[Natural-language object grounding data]
────

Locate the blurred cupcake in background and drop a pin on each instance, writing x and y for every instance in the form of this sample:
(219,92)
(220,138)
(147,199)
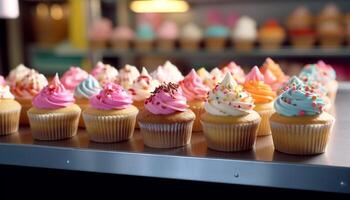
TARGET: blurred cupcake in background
(104,73)
(190,37)
(300,26)
(71,78)
(127,75)
(26,89)
(216,37)
(167,34)
(122,37)
(145,37)
(100,33)
(236,72)
(271,35)
(244,34)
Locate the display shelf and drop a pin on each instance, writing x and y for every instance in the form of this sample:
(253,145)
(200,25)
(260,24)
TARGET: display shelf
(262,166)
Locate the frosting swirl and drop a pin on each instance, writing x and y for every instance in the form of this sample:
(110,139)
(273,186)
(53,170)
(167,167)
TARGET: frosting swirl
(111,97)
(254,84)
(87,88)
(53,96)
(193,87)
(166,99)
(143,86)
(299,101)
(73,77)
(229,99)
(30,85)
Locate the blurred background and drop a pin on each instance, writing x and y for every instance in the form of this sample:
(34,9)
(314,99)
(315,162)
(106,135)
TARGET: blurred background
(53,35)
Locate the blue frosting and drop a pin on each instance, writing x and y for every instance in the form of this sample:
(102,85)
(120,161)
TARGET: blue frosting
(217,31)
(299,102)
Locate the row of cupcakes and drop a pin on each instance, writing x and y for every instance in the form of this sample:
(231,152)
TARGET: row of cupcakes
(230,120)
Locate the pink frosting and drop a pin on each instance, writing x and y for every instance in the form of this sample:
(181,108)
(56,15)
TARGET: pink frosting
(73,77)
(168,30)
(111,97)
(254,75)
(193,87)
(236,71)
(53,96)
(166,99)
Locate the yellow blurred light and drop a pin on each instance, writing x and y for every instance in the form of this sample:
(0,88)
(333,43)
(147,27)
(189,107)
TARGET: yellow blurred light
(159,6)
(56,12)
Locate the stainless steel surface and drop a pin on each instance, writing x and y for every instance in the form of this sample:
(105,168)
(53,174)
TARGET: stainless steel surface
(262,166)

────

TASK STATEMENT:
Restate the entries above word for word, and keep the pictures out.

EXPECTED OUTPUT:
Locate the blurred cupcake in background and drop a pin on each instance, writing x and y for every instance in the form of this sample:
(219,92)
(220,138)
(147,199)
TARGET: blurred cupcake in background
(104,73)
(190,37)
(300,26)
(71,78)
(127,75)
(26,89)
(216,37)
(167,34)
(122,37)
(145,37)
(100,33)
(236,72)
(271,35)
(244,34)
Locate the display shelf and drop a pin on each instance, writing x and y for every instance in the form of this sample:
(253,145)
(200,25)
(260,24)
TARGET: display shelf
(262,166)
Locate the frosting swirl and drop a pin on each instance, writing x and y for every instance in the form of this sample:
(110,139)
(273,186)
(53,170)
(167,167)
TARGET: frosting swirl
(111,97)
(254,84)
(87,88)
(53,96)
(193,87)
(166,99)
(143,86)
(299,101)
(73,77)
(229,99)
(30,85)
Locate the blurred background and drop a pin on each instance, writing x and y for every instance in the form of this sample:
(34,9)
(314,99)
(315,162)
(106,135)
TARGET: blurred background
(53,35)
Locate the blue frosting and drop a pin on each instance, writing x and y for every instance in the form of this sample:
(102,85)
(120,161)
TARGET: blue frosting
(217,31)
(299,102)
Locate the row of cupcakes and drop a pin on each instance, writing x and y for every instance in the form of this sample:
(231,152)
TARGET: row of cupcakes
(230,120)
Locate the pink frosting and drop a pin on each instance, writing x and y for every instance in the form of this sample:
(181,108)
(56,15)
TARGET: pink frosting
(73,77)
(168,30)
(111,97)
(254,75)
(193,87)
(236,71)
(53,96)
(166,99)
Locate the yellow blurred light and drop a pin on each instance, writing x and y for every instance in the form of this sample:
(0,88)
(333,43)
(147,27)
(189,107)
TARGET: yellow blurred light
(159,6)
(56,12)
Locate the stainless steel surface and drop a pin on each instance, writing x and y for every instance in the form of this sample:
(105,168)
(53,174)
TARGET: stainless steel surface
(262,166)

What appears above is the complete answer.